— Begin TEXT SHOWN —

The regulator of BC Hydro needs a new ‘energy justice’ mandate, province told.

Andrew MacLeod 28 Jun 2021TheTyee.ca

Andrew MacLeod is The Tyee's Legislative Bureau Chief in Victoria and the author of All Together Healthy (Douglas & McIntyre, 2018). Find him on Twitter or reach him at .

Advocacy groups are encouraging the British Columbia government to overhaul the commission that regulates BC Hydro and other utilities so that it can better support a transition to cleaner energy and other provincial goals.

With processes coming early next year that will determine energy policy for years into the future, widening the B.C. Utilities Commission’s mandate needs to happen soon, the seven groups say.

“The BCUC now makes its decisions in largely the same way it has since its inception,” said Dylan Heerema, the policy and research lead on community energy for one of the groups, Ecotrust Canada. “It tries to keep rates as low as possible and tries to maximize the economic efficiency of the utilities’ operations across all of the ratepayers.”

That mandate made sense 50 years ago amid concerns that utilities would take advantage of their monopolies to make rates unfairly high, he said, but now that economic lens has become a “significant barrier” to needed change.

Ecotrust and the other groups sent a June 17 letter to B.C. Energy, Mines and Low Carbon Innovation Minister Bruce Ralston and Environment and Climate Change Strategy Minister George Heyman. In it they argued changes need to be made before 2022 when the BCUC will consider BC Hydro’s Integrated Resource Plan as well as the utility’s Rate Design Application.

The IRP is a 20-year-plan for how much demand the utility expects for electricity and where the power will come from to satisfy that demand. The RDA is BC Hydro’s plan for how to structure residential electricity rates and could include a switch from the current two-tier system that charges households a higher rate after they’ve used a base amount.

“These proceedings will determine how B.C.’s largest utility plans for future demand and electrification of the economy, how electricity will be priced, and what support will be offered to households facing unaffordable energy bills,” the groups said.

“Future proceedings will also determine whether a meaningful signal is sent to B.C.’s utilities that the use of fossil fuels like natural gas must begin a phase-out if the Province is to make good on its legislated climate commitments and sectoral targets.”

— End TEXT SHOWN —

AIM A: Extract the passage of the article on the B.C. Utilities Commission between "Andrew MacLeod is" and "reach him at .", inclusive.
AIM B: In the article on the B.C. Utilities Commission, on what date did the groups send their letter to the two provincial ministers?
AIM C: Proceed with the article on the B.C. Utilities Commission, writing on from its final sentence.
The records below the article on the B.C. Utilities Commission come from a separate source.

— Begin GIVEN ENTRIES —

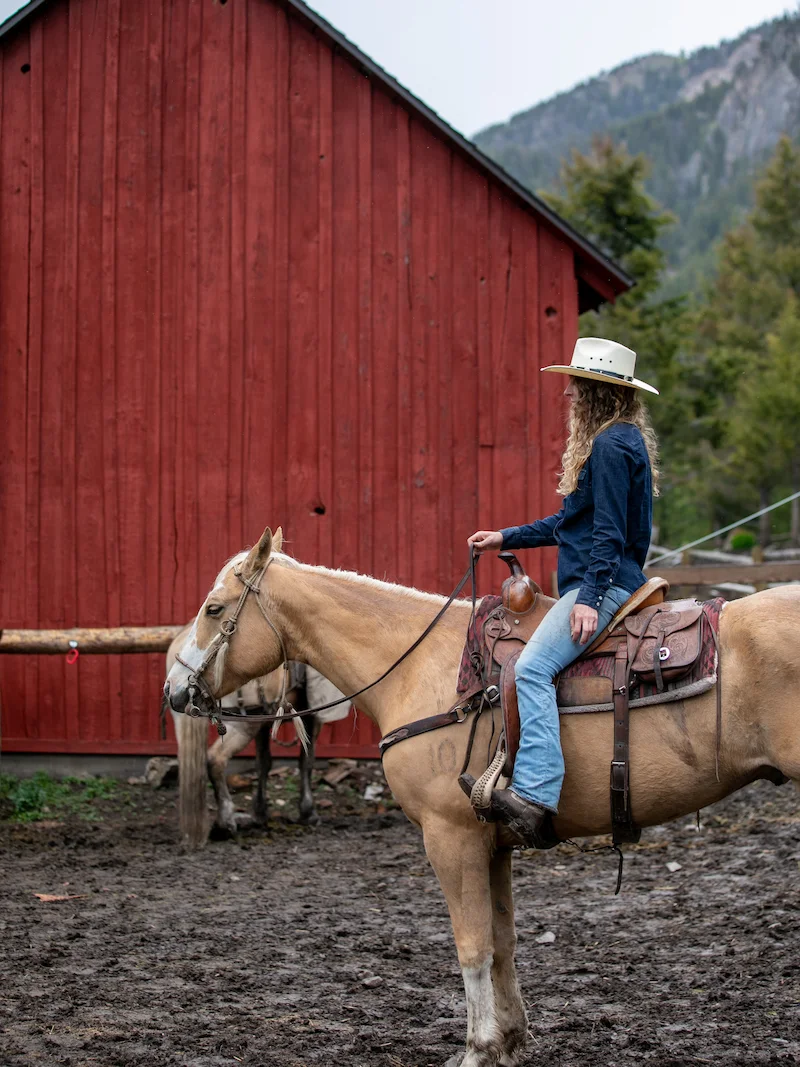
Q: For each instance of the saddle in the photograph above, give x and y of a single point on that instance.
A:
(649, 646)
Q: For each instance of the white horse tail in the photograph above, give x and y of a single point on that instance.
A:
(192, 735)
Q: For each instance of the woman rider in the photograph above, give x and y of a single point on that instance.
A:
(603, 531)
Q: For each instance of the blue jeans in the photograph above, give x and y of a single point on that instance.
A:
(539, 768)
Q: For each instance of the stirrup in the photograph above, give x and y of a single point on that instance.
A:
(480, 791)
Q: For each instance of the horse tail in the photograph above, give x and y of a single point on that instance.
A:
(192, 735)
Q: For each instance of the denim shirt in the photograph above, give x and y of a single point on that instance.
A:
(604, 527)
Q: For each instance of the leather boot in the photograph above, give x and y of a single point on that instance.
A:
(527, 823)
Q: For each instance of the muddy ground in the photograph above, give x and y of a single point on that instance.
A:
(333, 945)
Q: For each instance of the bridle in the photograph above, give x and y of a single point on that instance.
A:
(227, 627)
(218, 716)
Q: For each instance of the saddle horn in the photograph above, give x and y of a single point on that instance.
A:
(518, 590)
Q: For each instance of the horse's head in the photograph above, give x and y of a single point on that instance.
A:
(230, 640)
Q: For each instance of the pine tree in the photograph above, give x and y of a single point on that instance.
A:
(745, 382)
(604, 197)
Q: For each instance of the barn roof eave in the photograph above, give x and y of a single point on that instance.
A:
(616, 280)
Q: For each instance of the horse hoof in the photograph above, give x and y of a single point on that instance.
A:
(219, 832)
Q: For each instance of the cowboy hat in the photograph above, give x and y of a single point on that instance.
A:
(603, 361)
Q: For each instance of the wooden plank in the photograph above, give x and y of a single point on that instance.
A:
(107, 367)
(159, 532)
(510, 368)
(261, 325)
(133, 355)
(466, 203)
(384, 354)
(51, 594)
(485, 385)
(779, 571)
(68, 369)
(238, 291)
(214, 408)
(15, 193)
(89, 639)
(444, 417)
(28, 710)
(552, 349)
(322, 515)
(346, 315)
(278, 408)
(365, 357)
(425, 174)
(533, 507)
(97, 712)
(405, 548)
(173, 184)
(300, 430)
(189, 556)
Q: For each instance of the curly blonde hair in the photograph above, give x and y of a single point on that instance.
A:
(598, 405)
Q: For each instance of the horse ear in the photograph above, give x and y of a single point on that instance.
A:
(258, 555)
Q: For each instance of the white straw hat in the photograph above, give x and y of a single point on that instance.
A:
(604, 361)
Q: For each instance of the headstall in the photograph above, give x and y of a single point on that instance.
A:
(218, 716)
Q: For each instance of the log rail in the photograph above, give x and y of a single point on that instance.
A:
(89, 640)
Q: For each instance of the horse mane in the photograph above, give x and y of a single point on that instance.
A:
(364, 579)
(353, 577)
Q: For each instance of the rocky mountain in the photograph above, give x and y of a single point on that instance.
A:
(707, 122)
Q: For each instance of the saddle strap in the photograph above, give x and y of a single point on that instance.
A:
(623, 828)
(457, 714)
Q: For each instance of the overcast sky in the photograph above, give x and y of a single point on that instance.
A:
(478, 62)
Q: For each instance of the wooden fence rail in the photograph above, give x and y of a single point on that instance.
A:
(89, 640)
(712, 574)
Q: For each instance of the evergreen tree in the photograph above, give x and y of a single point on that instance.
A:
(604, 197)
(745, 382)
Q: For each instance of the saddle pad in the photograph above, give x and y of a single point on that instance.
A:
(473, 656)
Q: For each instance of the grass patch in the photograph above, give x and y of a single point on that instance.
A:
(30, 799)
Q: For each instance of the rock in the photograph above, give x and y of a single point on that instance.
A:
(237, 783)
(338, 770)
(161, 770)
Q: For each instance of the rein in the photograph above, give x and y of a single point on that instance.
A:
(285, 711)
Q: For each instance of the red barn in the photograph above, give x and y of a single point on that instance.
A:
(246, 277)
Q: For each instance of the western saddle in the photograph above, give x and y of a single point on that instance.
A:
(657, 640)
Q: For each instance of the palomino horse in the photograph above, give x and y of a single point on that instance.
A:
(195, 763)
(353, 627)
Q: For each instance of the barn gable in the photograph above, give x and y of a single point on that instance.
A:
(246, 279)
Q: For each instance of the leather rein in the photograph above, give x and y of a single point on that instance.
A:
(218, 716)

— End GIVEN ENTRIES —

TASK OUTPUT A:
Andrew MacLeod is The Tyee's Legislative Bureau Chief in Victoria and the author of All Together Healthy (Douglas & McIntyre, 2018). Find him on Twitter or reach him at .

TASK OUTPUT B: June 17

TASK OUTPUT C:
Groups signing the letter included the B.C. Public Interest Advocacy Centre, Pembina Institute, Canadian Urban Sustainability Practitioners, Create Climate Equity, Kambo Energy Group and the West Kootenay EcoSociety.

The groups are “concerned that the current mandate of the B.C. Utilities Commission... is currently limited in its scope to such an extent that it does not enable the Commission to adequately consider B.C’s energy, climate and equity objectives in these upcoming proceedings,” they said.

Nor could it take into consideration the goal of advancing reconciliation with Indigenous communities wanting autonomy as they build and transform their energy systems.

“As B.C. looks toward a clean energy future, we urge you to consider the critical role that the Commission will play, either in accelerating or holding back, the energy transition and energy justice we need to protect the public interest and British Columbians’ futures.”

Minister Ralston was unavailable for an interview.

“We are currently reviewing the letter that the organizations have sent and appreciate their interest and advocacy in support of BC’s electrification, climate, and equity goals,” Ralston said in an emailed statement.

“Government is grappling with these very issues as part of the BC Hydro Comprehensive Review and plans to release further actions and next steps from that process in the near future,” he said. “We also recently provided direction to the BCUC to approve a discounted electricity rate to encourage fuel-switching and attract new clean industries like green hydrogen, as well as to ensure continuation of the Customer Crisis Fund.”

The Environment Ministry referred questions to the Energy Ministry.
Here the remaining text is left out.